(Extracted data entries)
========================================
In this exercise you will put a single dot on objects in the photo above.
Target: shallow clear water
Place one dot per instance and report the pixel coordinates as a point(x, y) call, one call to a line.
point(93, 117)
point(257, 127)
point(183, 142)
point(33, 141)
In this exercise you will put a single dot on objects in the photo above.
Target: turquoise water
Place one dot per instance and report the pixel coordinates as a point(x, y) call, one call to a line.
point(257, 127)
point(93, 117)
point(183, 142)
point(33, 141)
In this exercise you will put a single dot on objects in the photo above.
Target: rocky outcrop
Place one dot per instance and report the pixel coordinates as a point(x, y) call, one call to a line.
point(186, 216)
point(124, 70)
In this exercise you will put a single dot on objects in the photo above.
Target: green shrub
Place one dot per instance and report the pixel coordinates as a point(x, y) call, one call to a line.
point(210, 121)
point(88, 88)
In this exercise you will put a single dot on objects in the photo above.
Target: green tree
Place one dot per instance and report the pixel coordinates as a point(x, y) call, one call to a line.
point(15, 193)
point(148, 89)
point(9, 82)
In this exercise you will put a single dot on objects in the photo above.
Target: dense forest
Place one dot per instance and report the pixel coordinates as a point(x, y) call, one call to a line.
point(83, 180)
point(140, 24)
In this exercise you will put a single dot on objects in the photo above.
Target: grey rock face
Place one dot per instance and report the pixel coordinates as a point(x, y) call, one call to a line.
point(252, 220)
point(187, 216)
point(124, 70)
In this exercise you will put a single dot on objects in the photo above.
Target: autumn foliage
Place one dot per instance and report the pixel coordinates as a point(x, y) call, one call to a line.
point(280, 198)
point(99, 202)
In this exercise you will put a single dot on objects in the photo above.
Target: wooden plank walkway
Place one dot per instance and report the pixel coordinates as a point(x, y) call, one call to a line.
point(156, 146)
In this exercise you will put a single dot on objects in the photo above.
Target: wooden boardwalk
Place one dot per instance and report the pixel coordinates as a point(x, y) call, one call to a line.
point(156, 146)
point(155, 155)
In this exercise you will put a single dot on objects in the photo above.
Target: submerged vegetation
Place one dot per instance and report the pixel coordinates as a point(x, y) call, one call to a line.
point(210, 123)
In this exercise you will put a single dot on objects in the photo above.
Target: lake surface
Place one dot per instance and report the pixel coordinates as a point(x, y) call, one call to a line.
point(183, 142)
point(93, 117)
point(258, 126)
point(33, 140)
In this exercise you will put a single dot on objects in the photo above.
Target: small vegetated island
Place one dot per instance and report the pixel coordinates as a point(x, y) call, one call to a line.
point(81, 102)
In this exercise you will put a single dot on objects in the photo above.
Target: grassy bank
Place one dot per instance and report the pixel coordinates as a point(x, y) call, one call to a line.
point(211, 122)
========================================
TRY IT
Each line above needs to be written out again exactly.

TASK RESPONSE
In this exercise you will put a single dot on objects in the photo above.
Target: shallow clear water
Place one dot per instance and report the pixel coordinates as a point(x, y) call, one call to a line.
point(93, 117)
point(257, 127)
point(183, 142)
point(33, 141)
In this exercise you will put a single dot on objects in the photo above.
Target: turquoise water
Place one dot per instance and report the pixel coordinates as a point(x, y) call, one call to a line.
point(257, 127)
point(93, 117)
point(183, 142)
point(33, 141)
In this exercise you will put a single dot on objects in the photo above.
Target: rocky outcrop
Place one dot per instance and report the pixel coordinates as a point(x, y) call, one call to a line.
point(186, 216)
point(124, 70)
In this exercise you will put a single dot on objects in the photo above.
Target: green shrub
Place one dot per instance and report the pixel coordinates as a point(x, y) call, one call to a line.
point(210, 121)
point(88, 88)
In this exercise you will put a single dot on objects in the photo above.
Target: green tree
Place one dot per instance and report the pixel coordinates as a point(x, y) call, one call to a line.
point(15, 193)
point(148, 89)
point(9, 82)
In this exercise you will put a single dot on objects in the photo above.
Target: dense forest
Place one dot per instance and report the pixel coordinates as a point(x, y) call, one call to a line.
point(83, 180)
point(140, 24)
In this exercise you will put a single dot on objects in the photo above.
Target: grey rock face
Place one dot per instance and report the pixel coordinates as a point(x, y) call, one call to a line.
point(252, 220)
point(187, 216)
point(124, 70)
In this exercise you will put a single dot on objects in the photo above.
Target: autumn foliage
Place one dot per instance and report the pixel coordinates as a point(x, y) call, one call to a line.
point(280, 198)
point(99, 202)
In this exercise you will put a single dot on objects in the photo above.
Target: wooden plank walkway
Place one dot per instance and report the pixel coordinates as a point(x, y) call, one call to a line.
point(156, 146)
In this exercise you will put a single dot on objects in the photo above.
Target: wooden boardwalk
Place one dot per instance and report the pixel coordinates as a point(x, y) call, one call to a line.
point(156, 146)
point(155, 155)
In this exercise you will put a single dot on objects in the photo above.
Target: submerged vegetation
Place one dot per instance and report the pixel coordinates as a point(x, y) call, one call to a line.
point(210, 123)
In this exercise you will put a single dot on objects in the photo above.
Target: lake surface
Place one dot per instance and report the pixel coordinates as a point(x, y) call, one call to a line.
point(183, 142)
point(93, 117)
point(258, 126)
point(33, 140)
In this exercise you will put a single dot on objects in the photo above.
Target: small vegetated island
Place one dot per instance and report the pixel coordinates as a point(x, y) call, one call to a line.
point(81, 102)
In this exercise you will put a single dot on objects in the photo above.
Target: grassy bank
Place one dot per instance and report the pixel coordinates as a point(x, y) call, one call to a line.
point(211, 122)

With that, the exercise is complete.